Source passage:
FC Basel
- Chairman: Jules Düblin
- Manager: Béla Sárosi
- Ground: Landhof, Basel
- Top goalscorer: League: Josef Hügi (22) All: Josef Hügi (23)
- Highest home attendance: 12,000 on 18 November 1956 vs BSC Young Boys
- Lowest home attendance: 3,500 on 16 June 1957 vs Young Fellows Zürich
- Average home league attendance: 6,415
- ← 1955–561957–58 →

= 1956–57 FC Basel season =

The 1956–57 season was Fussball Club Basel 1893's 63rd season in their existence. It was their eleventh consecutive season in the top flight of Swiss football after their promotion from the Nationalliga B in 1945–46. They played their home games in the Landhof, in the Wettstein Quarter in Kleinbasel. Jules Düblin was again the club's chairman. At the AGM he was voted as club chairman for his eleventh successive term.

== Overview ==
The Hungarian ex-international footballer Béla Sárosi who had been hired in as new team manager the previous season continued as coach this season. Basel played a total of 41 games this season. Of these 41 matches 26 were in the domestic league, three matches were in the Swiss Cup and 12 were friendly matches. The friendly games resulted in five victories, two draws and five defeats. In total, including the test games and the cup competition, 21 games were won, seven were drawn and 13 were lost. In their 41 games they scored 78 and conceded 65 goals.

Exercise task 1:
Decide whether each statement agrees with the passage on FC Basel's 1956–57 season, answering yes or no and quoting the deciding words: (a) Basel played 12 friendly matches that season. (b) Jules Düblin was voted chairman for his tenth successive term. (c) The club's home ground was in Kleinbasel.
Exercise task 2:
Extend the passage on FC Basel's 1956–57 season, picking up after its last sentence.
The material after this point comes from a different source.

Dataset extract:
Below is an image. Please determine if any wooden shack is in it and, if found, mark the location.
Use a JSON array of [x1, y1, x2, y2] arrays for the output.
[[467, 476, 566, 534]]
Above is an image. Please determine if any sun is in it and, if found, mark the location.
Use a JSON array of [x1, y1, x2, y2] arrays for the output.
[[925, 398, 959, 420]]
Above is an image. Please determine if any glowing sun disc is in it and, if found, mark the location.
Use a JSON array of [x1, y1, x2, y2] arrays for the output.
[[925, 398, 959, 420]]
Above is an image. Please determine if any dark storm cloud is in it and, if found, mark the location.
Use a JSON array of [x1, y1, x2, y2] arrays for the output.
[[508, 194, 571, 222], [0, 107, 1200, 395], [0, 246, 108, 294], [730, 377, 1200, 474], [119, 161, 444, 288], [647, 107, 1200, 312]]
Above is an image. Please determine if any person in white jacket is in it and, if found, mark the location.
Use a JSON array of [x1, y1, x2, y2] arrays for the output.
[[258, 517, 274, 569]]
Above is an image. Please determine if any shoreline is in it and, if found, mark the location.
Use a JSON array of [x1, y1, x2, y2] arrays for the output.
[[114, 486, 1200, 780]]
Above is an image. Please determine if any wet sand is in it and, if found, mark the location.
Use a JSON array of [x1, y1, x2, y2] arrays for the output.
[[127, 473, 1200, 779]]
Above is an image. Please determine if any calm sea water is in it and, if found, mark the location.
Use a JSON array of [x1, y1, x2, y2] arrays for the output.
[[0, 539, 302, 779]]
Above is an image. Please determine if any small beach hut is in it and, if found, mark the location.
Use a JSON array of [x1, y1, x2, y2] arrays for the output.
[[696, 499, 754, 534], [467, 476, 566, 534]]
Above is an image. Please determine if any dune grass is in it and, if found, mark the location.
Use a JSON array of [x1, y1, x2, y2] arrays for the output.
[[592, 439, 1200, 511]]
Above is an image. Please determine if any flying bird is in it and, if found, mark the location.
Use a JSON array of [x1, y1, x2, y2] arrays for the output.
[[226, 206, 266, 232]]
==
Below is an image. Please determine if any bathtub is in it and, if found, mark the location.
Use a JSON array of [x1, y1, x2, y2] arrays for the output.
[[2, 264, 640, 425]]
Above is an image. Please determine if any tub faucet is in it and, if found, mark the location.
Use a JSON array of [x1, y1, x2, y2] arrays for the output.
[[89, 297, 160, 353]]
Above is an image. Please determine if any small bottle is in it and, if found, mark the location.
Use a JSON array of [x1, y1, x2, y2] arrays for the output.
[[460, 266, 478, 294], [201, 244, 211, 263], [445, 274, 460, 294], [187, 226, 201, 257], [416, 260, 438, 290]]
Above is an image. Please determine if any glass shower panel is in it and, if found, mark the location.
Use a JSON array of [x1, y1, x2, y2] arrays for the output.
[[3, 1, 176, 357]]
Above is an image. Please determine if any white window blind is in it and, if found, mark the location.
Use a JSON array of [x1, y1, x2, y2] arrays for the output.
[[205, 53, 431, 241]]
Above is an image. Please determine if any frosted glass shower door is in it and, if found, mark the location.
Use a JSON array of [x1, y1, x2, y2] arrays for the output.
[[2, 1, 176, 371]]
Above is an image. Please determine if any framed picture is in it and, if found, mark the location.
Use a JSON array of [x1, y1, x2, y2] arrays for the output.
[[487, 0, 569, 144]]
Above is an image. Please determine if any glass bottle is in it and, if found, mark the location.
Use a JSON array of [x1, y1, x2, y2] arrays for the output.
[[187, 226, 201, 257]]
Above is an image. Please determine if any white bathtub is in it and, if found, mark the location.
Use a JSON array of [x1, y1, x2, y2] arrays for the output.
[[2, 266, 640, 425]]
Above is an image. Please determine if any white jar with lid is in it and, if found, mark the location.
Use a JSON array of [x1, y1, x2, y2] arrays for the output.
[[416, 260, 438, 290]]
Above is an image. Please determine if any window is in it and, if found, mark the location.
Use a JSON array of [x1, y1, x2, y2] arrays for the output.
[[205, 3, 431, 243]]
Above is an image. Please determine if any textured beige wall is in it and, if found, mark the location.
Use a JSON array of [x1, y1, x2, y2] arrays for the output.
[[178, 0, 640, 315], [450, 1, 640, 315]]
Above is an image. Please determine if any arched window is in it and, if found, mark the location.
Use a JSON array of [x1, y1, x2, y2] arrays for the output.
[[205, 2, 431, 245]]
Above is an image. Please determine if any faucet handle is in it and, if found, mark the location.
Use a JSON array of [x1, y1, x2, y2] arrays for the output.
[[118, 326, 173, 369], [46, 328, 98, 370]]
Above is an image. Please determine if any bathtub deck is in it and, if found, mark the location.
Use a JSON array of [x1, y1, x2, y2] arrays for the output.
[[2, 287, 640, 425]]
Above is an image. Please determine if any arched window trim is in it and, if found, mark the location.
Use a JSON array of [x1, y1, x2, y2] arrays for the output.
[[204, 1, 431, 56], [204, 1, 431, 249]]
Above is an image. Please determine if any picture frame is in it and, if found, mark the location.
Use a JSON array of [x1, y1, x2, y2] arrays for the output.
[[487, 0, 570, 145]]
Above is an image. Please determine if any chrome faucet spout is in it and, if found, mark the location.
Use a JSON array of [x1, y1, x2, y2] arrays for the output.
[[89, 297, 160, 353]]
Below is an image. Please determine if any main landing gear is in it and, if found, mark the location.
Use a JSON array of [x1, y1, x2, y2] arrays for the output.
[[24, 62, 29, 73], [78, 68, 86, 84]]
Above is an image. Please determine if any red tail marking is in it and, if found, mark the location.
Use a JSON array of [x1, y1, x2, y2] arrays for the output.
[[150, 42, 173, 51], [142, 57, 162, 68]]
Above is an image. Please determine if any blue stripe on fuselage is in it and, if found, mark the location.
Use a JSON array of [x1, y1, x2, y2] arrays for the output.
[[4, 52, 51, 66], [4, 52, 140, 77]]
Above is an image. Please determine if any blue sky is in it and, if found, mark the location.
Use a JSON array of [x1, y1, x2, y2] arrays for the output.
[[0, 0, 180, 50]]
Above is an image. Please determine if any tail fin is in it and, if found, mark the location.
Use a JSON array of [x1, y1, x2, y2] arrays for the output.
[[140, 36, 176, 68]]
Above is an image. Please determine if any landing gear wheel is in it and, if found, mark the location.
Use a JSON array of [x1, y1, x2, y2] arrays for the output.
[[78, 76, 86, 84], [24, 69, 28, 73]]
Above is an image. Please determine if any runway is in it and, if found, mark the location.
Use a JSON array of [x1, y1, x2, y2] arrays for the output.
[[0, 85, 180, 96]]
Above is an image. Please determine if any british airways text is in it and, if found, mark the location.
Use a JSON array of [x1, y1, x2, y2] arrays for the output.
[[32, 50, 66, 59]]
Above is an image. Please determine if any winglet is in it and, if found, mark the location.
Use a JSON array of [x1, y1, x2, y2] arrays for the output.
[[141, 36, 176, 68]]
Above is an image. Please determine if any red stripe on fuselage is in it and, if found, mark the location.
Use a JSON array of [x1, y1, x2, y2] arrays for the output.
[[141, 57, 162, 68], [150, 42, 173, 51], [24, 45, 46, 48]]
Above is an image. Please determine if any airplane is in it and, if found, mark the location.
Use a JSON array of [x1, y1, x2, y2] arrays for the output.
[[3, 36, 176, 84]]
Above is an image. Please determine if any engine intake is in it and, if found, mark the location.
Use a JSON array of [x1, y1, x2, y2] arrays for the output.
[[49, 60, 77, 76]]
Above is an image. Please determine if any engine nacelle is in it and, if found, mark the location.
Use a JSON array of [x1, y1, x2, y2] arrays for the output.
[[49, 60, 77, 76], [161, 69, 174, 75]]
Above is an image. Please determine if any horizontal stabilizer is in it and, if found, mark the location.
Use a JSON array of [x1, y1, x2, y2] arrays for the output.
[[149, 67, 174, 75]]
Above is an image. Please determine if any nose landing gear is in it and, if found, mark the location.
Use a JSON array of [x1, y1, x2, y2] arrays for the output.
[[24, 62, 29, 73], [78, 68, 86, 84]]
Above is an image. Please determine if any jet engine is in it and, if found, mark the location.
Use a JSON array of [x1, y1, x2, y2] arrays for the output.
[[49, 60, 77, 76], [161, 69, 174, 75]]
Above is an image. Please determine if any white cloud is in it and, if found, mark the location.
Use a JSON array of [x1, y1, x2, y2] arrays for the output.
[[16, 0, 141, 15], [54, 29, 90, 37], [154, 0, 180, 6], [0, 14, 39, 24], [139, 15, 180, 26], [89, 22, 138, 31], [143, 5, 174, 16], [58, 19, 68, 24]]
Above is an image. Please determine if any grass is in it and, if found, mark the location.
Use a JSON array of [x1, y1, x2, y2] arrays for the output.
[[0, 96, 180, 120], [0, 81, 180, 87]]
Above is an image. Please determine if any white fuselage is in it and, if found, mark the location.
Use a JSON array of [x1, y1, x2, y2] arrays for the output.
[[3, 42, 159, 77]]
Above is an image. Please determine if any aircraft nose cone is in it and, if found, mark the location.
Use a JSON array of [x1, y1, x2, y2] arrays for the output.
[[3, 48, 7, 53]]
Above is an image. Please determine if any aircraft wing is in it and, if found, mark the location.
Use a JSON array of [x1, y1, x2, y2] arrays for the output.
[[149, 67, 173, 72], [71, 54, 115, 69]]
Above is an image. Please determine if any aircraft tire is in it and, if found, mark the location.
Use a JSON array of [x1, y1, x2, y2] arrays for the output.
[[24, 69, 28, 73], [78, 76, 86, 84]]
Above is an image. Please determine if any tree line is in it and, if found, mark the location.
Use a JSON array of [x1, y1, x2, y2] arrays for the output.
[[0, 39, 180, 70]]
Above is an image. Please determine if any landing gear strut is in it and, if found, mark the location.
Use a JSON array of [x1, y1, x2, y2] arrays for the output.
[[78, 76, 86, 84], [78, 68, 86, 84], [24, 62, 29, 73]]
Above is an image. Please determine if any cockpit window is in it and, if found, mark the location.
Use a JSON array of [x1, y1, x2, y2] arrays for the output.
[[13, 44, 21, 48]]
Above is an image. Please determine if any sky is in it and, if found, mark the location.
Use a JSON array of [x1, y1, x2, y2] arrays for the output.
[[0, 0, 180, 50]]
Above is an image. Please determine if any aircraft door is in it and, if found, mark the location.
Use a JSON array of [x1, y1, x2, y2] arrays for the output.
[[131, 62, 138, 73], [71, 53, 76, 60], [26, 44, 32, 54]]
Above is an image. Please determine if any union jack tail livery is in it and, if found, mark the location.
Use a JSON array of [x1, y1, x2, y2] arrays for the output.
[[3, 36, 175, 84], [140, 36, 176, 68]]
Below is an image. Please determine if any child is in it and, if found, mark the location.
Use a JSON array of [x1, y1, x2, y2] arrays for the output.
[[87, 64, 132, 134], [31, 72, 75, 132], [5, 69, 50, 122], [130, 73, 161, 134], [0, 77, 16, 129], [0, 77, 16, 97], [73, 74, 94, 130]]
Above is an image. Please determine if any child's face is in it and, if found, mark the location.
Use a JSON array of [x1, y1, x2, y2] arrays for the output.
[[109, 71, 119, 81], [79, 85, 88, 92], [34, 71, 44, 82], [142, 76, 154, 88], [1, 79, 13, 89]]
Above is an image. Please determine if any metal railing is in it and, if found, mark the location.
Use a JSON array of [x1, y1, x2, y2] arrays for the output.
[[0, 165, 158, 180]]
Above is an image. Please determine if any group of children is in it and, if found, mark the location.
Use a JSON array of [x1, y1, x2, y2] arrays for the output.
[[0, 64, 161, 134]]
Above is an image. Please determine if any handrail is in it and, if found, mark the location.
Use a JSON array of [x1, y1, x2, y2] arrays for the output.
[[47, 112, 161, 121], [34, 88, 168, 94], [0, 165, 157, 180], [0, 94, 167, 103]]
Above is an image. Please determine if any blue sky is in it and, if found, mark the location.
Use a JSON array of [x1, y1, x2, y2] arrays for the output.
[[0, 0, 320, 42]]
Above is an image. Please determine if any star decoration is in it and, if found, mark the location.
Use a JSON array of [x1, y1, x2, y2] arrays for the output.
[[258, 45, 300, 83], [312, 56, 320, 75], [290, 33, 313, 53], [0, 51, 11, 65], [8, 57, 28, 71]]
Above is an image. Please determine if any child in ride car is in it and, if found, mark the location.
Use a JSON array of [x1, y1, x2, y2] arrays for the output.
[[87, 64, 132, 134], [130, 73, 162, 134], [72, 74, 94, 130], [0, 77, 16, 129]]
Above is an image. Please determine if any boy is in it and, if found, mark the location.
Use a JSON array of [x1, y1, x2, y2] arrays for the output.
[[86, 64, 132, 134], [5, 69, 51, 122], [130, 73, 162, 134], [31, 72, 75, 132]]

Task answer 1:
(a) Yes: "12 were friendly matches."
(b) No: "he was voted as club chairman for his eleventh successive term."
(c) Yes: "They played their home games in the Landhof, in the Wettstein Quarter in Kleinbasel."

Task answer 2:
There were fourteen teams contesting the 1956–57 Nationalliga A, these were the top 12 teams from the previous season and the two newly promoted teams Winterthur and Young Fellows Zürich. Again this season, the bottom two teams in the table were to be relegated. Basel won 15 of their 26 games and drew four times and lost seven times. They scored 53 goals and conceded 48. Basel ended the championship with 34 points in 4th position. They were 11 points behind the new champions Young Boys. At the end of the league season, Zürich and Young Fellows Zürich were level with 14 points, joint second last, and therefore they had to play a relegation play-off. Young Fellows won this play-off match and therefore Zürich suffered relegation together with Schaffhausen who had finished in last position.

Josef Hügi was the team's top league goal scorer with 22 goals. He managed three hat-tricks during the league season, in the home match against Zürich (26 August 1956), in the home game against Chiasso (28 October) and in the away game against La Chaux-de-Fonds (3 March 1957). Hügi (II) was third in the league top scorer list, behind Adrien Kauer from La Chaux-de-Fonds with 29 goals and Branislav Vukosavljević from Grasshopper Club who had scored 26 times. Gottlieb Stäuble was the team's second best goal scorer with 10 goals, Peter-Jürgen Sanmann netted eight times and both Hermann Suter and Hansueli Oberer netted six times.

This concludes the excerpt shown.